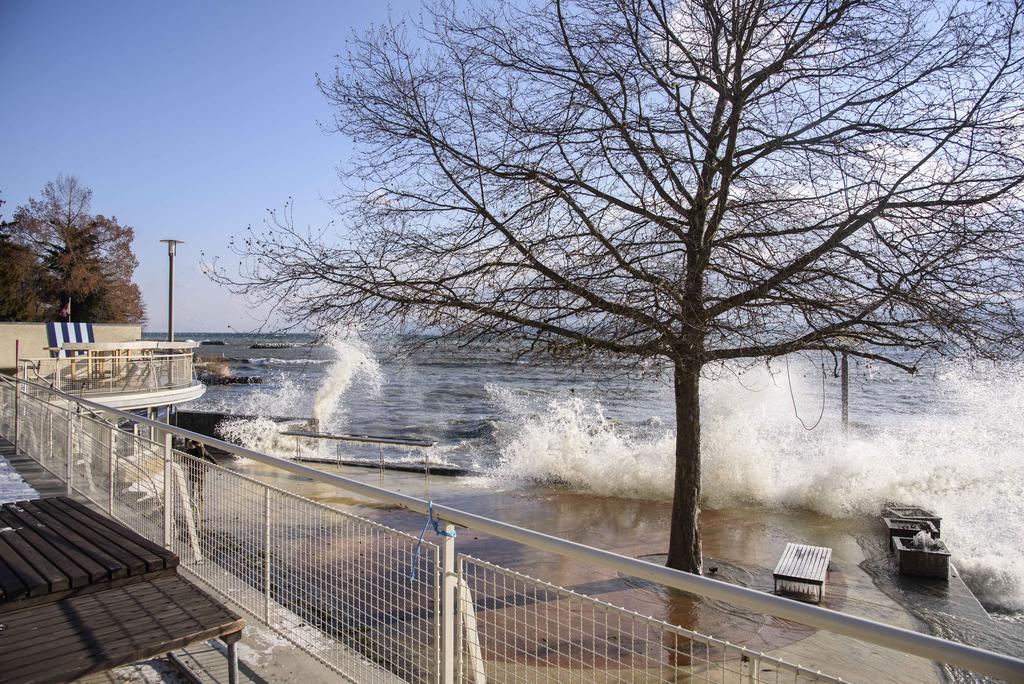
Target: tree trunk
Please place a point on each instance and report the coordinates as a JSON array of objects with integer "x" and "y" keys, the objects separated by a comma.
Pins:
[{"x": 684, "y": 542}]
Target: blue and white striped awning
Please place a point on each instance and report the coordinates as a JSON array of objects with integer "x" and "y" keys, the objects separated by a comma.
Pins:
[{"x": 59, "y": 333}]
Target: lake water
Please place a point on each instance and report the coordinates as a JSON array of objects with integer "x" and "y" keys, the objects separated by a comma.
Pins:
[{"x": 948, "y": 438}]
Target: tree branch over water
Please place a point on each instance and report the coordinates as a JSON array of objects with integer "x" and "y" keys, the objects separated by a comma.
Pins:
[{"x": 695, "y": 181}]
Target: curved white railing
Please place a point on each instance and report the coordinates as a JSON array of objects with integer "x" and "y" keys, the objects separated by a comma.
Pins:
[
  {"x": 455, "y": 636},
  {"x": 90, "y": 376}
]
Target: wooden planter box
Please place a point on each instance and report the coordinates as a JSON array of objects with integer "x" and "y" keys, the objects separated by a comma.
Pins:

----------

Across the whole listing above, find every line with the string "water" and copy it.

Target: lake water
Target: tree branch over water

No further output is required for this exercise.